DATA LISTING
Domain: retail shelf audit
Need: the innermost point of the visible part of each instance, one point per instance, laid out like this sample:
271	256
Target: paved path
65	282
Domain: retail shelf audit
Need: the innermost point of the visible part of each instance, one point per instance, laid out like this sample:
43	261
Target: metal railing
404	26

OBJECTIVE
Reproduce every line of the material above, requests included, and shift each point coordinate in the answers up by 4. Leave the requests and their layout samples unchanged.

PROBLEM SOLUTION
Domain: retail shelf audit
Need: the innermost point of the visible part of each instance, one point per instance, laid out like this sample:
271	256
Target: paved path
69	286
Domain: retail shelf audit
Need: the innermost point of the visible part of each instance, one point per instance, laid out like this sample:
43	261
Target: metal railing
408	30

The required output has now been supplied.